## begin
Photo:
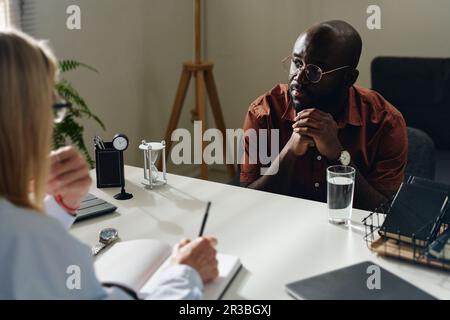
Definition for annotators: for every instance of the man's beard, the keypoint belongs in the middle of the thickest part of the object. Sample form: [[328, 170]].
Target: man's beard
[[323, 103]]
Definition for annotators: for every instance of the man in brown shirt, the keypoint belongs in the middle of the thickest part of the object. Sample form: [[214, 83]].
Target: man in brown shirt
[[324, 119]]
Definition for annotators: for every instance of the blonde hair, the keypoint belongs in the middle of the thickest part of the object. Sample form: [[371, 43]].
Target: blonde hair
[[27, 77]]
## end
## begin
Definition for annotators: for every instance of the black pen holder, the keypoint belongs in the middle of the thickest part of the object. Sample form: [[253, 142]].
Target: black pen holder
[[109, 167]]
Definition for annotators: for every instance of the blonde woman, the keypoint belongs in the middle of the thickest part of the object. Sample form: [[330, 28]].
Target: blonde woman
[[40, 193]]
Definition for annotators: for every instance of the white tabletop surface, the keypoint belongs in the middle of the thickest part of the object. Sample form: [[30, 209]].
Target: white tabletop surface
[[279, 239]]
## end
| Required task |
Report every line of the listing above that contains the word "shirt".

| Written reply |
Definition for annotators: for every instance of the man in brown shirt, the keypoint belongs in the middle of the thickest part of the object. Sample form: [[214, 83]].
Target: man in brown shirt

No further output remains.